## Outline entries for images
** START **

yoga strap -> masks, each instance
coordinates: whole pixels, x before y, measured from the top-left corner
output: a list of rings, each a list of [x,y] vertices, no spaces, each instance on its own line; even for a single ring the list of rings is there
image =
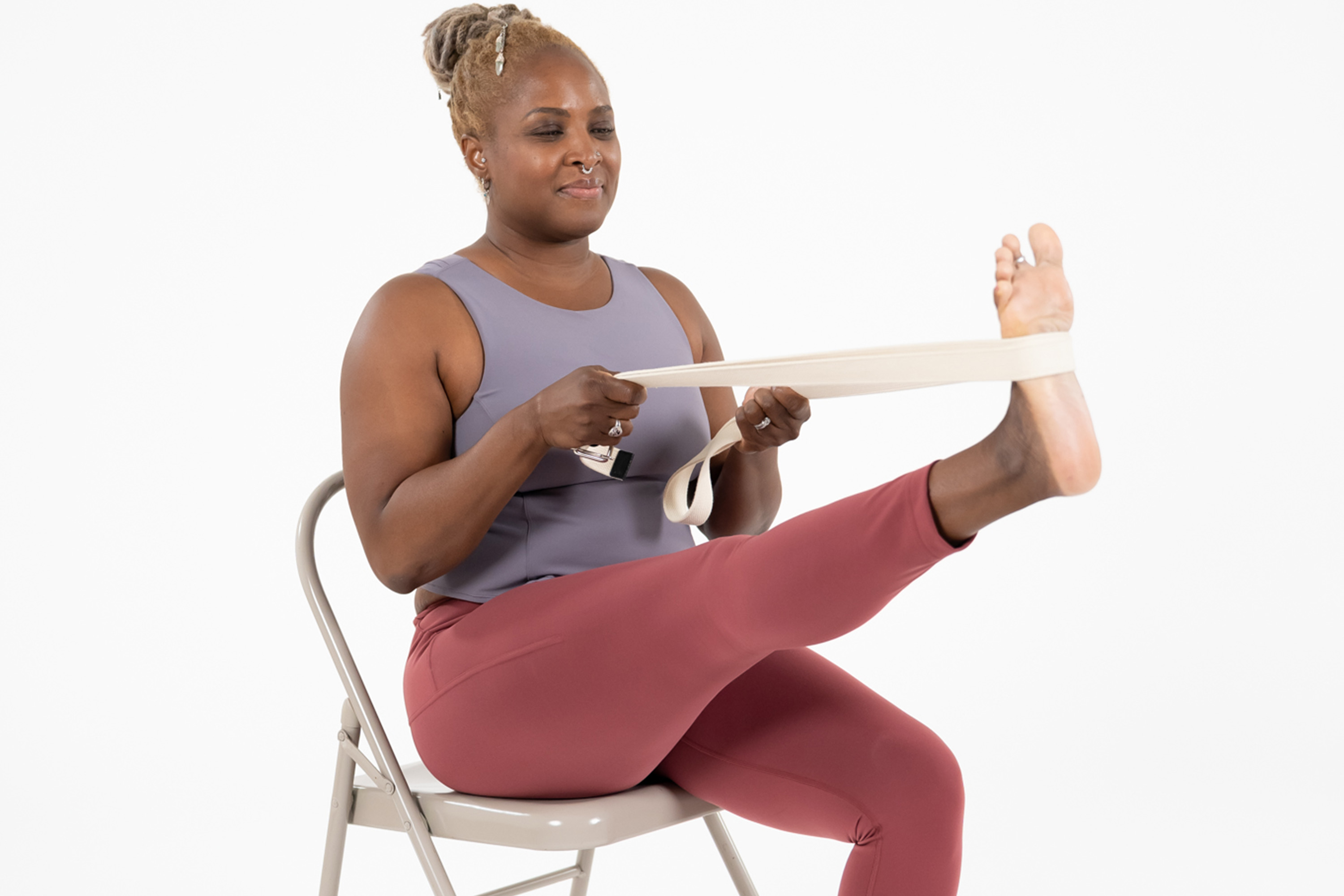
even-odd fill
[[[1030,380],[1074,369],[1074,351],[1068,333],[1038,333],[1016,339],[973,340],[962,343],[926,343],[891,345],[820,355],[793,355],[757,361],[710,361],[659,367],[617,373],[622,380],[646,388],[665,386],[788,386],[800,395],[839,398],[895,392],[949,383],[993,380]],[[730,419],[699,454],[672,474],[663,490],[663,512],[673,523],[700,525],[714,509],[714,489],[708,476],[695,482],[695,494],[687,504],[691,473],[710,458],[727,451],[742,439],[738,422]],[[597,451],[603,449],[590,446]],[[583,462],[606,472],[598,462]],[[702,470],[704,473],[708,466]],[[706,488],[702,488],[706,486]]]

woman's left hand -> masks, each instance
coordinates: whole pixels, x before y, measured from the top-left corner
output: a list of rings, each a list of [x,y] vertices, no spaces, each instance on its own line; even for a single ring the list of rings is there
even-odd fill
[[[755,454],[798,438],[798,430],[812,416],[812,404],[788,386],[753,386],[738,408],[742,441],[734,445],[743,454]],[[759,426],[769,420],[766,426]],[[759,426],[759,429],[758,429]]]

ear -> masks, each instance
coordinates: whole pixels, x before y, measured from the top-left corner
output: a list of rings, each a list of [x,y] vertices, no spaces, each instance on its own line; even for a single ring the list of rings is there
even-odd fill
[[[462,149],[462,160],[470,169],[472,175],[476,177],[485,176],[485,144],[482,144],[476,137],[466,134],[458,141],[458,146]]]

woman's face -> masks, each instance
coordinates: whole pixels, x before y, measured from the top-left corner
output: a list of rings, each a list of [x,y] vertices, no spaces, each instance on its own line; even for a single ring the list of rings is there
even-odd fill
[[[482,146],[489,215],[532,239],[581,239],[602,226],[616,199],[621,144],[612,101],[597,70],[573,50],[547,48],[524,66]]]

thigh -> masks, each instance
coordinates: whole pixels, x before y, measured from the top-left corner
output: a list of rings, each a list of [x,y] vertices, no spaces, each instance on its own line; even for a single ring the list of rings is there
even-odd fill
[[[745,818],[871,845],[864,879],[930,884],[899,892],[956,888],[962,794],[952,752],[812,650],[775,652],[724,686],[659,770]]]
[[[407,666],[425,764],[456,790],[499,797],[638,783],[765,656],[706,611],[731,541],[535,582],[435,634]]]

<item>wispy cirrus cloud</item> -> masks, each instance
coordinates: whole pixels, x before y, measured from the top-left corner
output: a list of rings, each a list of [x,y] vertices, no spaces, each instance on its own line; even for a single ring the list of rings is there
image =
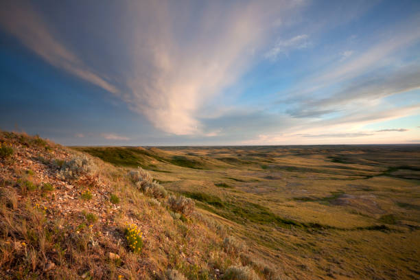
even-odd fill
[[[308,38],[307,34],[301,34],[287,40],[278,40],[275,46],[266,53],[265,57],[275,60],[280,55],[288,54],[293,49],[305,49],[310,45]]]
[[[0,27],[16,36],[28,49],[51,65],[116,93],[118,90],[85,65],[54,35],[52,28],[25,1],[5,1],[0,9]]]
[[[377,132],[388,132],[390,131],[394,131],[394,132],[405,132],[406,131],[408,131],[408,130],[406,128],[387,128],[387,129],[380,129],[379,130],[376,130]]]
[[[104,138],[105,138],[106,139],[108,140],[124,140],[124,141],[128,141],[130,139],[130,138],[129,137],[126,137],[124,136],[121,136],[121,135],[118,135],[114,133],[103,133],[101,135],[101,136]]]

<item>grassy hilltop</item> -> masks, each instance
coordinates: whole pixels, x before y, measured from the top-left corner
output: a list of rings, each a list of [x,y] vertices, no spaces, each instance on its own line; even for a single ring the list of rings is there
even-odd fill
[[[420,276],[418,145],[0,142],[2,279]]]

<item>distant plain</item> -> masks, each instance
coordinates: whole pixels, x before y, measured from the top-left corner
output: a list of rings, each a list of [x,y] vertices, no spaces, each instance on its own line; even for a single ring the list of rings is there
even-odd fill
[[[294,279],[420,277],[420,145],[74,147],[141,166]]]

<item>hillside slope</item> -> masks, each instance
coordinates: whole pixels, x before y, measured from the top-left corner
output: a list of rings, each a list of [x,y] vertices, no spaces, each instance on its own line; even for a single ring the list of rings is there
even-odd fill
[[[143,170],[24,134],[0,143],[1,279],[286,277]]]

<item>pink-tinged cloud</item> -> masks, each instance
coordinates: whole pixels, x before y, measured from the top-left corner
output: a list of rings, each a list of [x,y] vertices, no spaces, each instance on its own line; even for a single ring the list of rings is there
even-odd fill
[[[121,141],[128,141],[130,139],[129,137],[126,137],[124,136],[117,135],[113,133],[103,133],[101,136],[106,139],[108,140],[121,140]]]

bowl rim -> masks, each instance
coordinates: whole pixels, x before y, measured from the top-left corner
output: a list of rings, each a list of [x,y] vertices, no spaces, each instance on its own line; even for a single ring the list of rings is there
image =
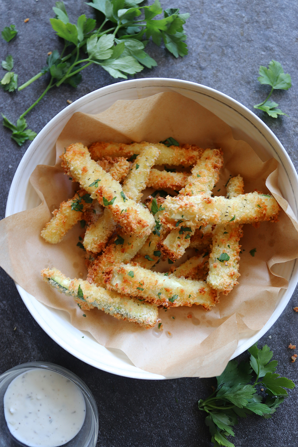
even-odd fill
[[[294,197],[295,209],[293,209],[293,211],[296,218],[298,217],[298,205],[293,188],[293,184],[295,184],[296,188],[298,189],[298,175],[289,156],[283,146],[271,129],[260,118],[238,101],[214,89],[207,87],[201,84],[182,80],[170,78],[154,77],[139,78],[122,81],[101,87],[76,100],[54,117],[42,129],[40,132],[38,134],[37,137],[36,137],[31,143],[20,162],[9,189],[6,204],[5,217],[13,213],[12,212],[12,207],[14,199],[18,190],[19,179],[20,177],[20,173],[25,170],[28,164],[29,160],[34,156],[35,152],[38,149],[43,139],[51,131],[53,126],[57,124],[62,118],[65,118],[66,116],[69,115],[70,118],[73,113],[76,111],[79,111],[79,109],[80,107],[87,104],[90,100],[93,100],[96,98],[99,99],[103,97],[108,95],[111,93],[114,93],[115,91],[117,90],[120,91],[130,89],[135,89],[138,88],[142,88],[144,87],[147,88],[155,87],[162,88],[164,87],[167,89],[169,88],[170,89],[171,87],[172,87],[174,88],[179,88],[182,90],[184,89],[186,91],[195,91],[201,94],[210,97],[219,102],[222,103],[225,106],[227,106],[232,109],[242,117],[248,120],[256,128],[259,132],[270,144],[276,155],[276,157],[275,158],[276,158],[279,162],[283,165],[290,184]],[[167,91],[167,90],[166,90],[164,91]],[[155,93],[153,93],[153,95],[155,94]],[[181,94],[183,94],[183,93]],[[148,97],[151,96],[152,95],[151,94],[148,95]],[[286,166],[287,166],[287,169],[286,169]],[[290,177],[289,175],[290,174]],[[266,323],[261,329],[256,331],[254,334],[253,334],[251,337],[250,337],[246,342],[243,343],[240,346],[237,347],[234,354],[231,356],[231,359],[244,352],[252,345],[257,341],[272,326],[280,316],[290,301],[298,282],[298,263],[297,262],[297,260],[296,259],[294,260],[292,272],[289,279],[289,287],[283,295],[283,297],[285,296],[285,295],[286,295],[287,299],[283,300],[281,299],[281,300],[277,304],[272,315],[267,323]],[[54,334],[53,332],[51,331],[48,325],[45,325],[44,323],[42,324],[38,321],[38,319],[36,319],[35,316],[38,317],[38,312],[35,312],[34,314],[34,312],[33,312],[34,309],[32,306],[29,305],[28,299],[25,296],[24,294],[22,293],[23,291],[25,292],[25,291],[18,285],[16,284],[16,285],[21,298],[29,310],[29,312],[42,329],[62,347],[76,357],[88,363],[89,364],[94,366],[95,367],[103,369],[104,371],[113,374],[125,375],[133,378],[145,378],[149,379],[162,379],[167,378],[164,376],[153,374],[151,373],[149,373],[147,371],[145,371],[143,372],[145,373],[147,373],[147,374],[145,374],[146,377],[144,377],[144,375],[143,374],[141,375],[141,377],[140,376],[140,375],[138,372],[136,372],[136,374],[134,375],[129,373],[127,374],[123,374],[122,370],[121,370],[120,372],[118,371],[116,371],[116,369],[114,367],[109,367],[108,365],[103,365],[102,367],[101,366],[100,367],[98,365],[95,364],[94,362],[90,361],[90,360],[88,361],[84,355],[81,354],[81,356],[78,357],[78,353],[74,349],[71,349],[69,345],[67,345],[66,343],[59,339],[56,334]],[[136,368],[135,367],[134,367]],[[140,371],[139,368],[137,369],[139,371]],[[148,376],[147,376],[147,375]],[[150,376],[152,376],[151,377]]]

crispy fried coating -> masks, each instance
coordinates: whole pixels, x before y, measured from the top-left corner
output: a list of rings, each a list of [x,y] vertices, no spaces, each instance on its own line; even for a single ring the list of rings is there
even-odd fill
[[[279,211],[278,204],[274,197],[257,192],[241,194],[231,199],[222,196],[168,197],[163,206],[165,211],[160,216],[161,221],[172,228],[175,228],[175,222],[178,220],[183,221],[181,224],[196,228],[207,224],[225,225],[229,222],[234,224],[275,222]]]
[[[220,149],[206,149],[191,170],[191,175],[185,188],[179,191],[183,195],[197,195],[200,193],[211,196],[214,185],[219,178],[219,170],[223,164]]]
[[[87,251],[99,253],[105,247],[110,236],[116,230],[116,225],[108,208],[94,223],[87,228],[83,245]]]
[[[209,268],[209,253],[193,256],[178,267],[172,267],[169,278],[176,276],[187,279],[206,281]]]
[[[146,187],[150,169],[154,164],[160,151],[154,146],[147,146],[142,149],[135,159],[130,172],[122,187],[127,197],[139,202]]]
[[[160,151],[156,161],[156,164],[192,166],[194,164],[204,150],[194,144],[182,144],[179,147],[171,146],[168,148],[162,143],[153,143],[147,141],[134,143],[131,144],[97,142],[91,144],[89,150],[91,157],[96,161],[107,156],[130,158],[134,154],[138,155],[146,146],[152,144]]]
[[[214,230],[207,283],[225,295],[238,284],[239,241],[243,236],[242,227],[237,224],[217,225]]]
[[[125,232],[140,236],[150,234],[154,219],[148,210],[125,196],[120,184],[91,160],[82,143],[71,144],[61,158],[66,173],[84,186],[92,198],[109,207],[114,220]]]
[[[59,209],[53,211],[54,217],[42,230],[42,237],[49,244],[61,242],[67,231],[83,219],[83,213],[91,206],[92,201],[84,190],[80,190],[72,198],[62,202]]]
[[[241,176],[230,179],[227,185],[227,198],[237,197],[243,192],[244,183]],[[225,295],[239,283],[240,249],[239,241],[243,236],[243,226],[241,224],[217,225],[213,232],[207,283]]]
[[[201,304],[206,309],[215,306],[218,294],[202,281],[191,281],[152,272],[132,264],[122,264],[107,269],[104,274],[108,289],[166,307]]]
[[[240,194],[244,194],[244,184],[243,179],[239,174],[236,177],[232,177],[230,179],[227,185],[227,198],[237,197]]]
[[[129,262],[143,247],[147,237],[118,232],[89,268],[87,281],[98,286],[103,285],[105,270],[115,264]]]
[[[159,190],[168,188],[177,190],[185,186],[188,183],[189,177],[189,174],[187,172],[168,172],[159,171],[152,168],[150,171],[147,186]]]
[[[219,178],[219,169],[222,166],[222,152],[219,149],[206,149],[201,158],[192,169],[192,175],[189,177],[189,182],[179,193],[180,195],[194,196],[200,194],[204,197],[210,197],[214,185]],[[182,218],[183,219],[183,218]],[[180,219],[180,222],[182,220]],[[159,247],[163,254],[168,256],[171,261],[175,261],[181,257],[190,244],[191,233],[194,232],[196,226],[180,225],[175,224],[173,228]],[[188,229],[188,232],[184,228]]]
[[[117,181],[121,182],[126,177],[129,171],[130,163],[124,157],[104,157],[97,162],[106,172]]]
[[[146,329],[160,320],[158,308],[151,304],[97,287],[82,279],[67,278],[57,269],[45,269],[41,273],[46,282],[59,292],[73,296],[82,310],[96,307],[118,320],[134,322]]]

** END **

## EXERCISE AIM
Copy out everything in the records from the line containing "<item>hillside slope</item> ->" down to the line containing "[[[143,170],[24,134],[0,143],[1,279],[286,277]]]", including both of those lines.

## SOLVED EXERCISE
<item>hillside slope</item> -> masks, each instance
coordinates: whole pixels, x before y, measured from the top-left corner
output: a list of rings, each a list of [x,y] vertices, no spaces, each instance on its own line; even for a single ring the list of rings is there
even-odd fill
[[[143,170],[24,134],[0,143],[1,279],[286,277]]]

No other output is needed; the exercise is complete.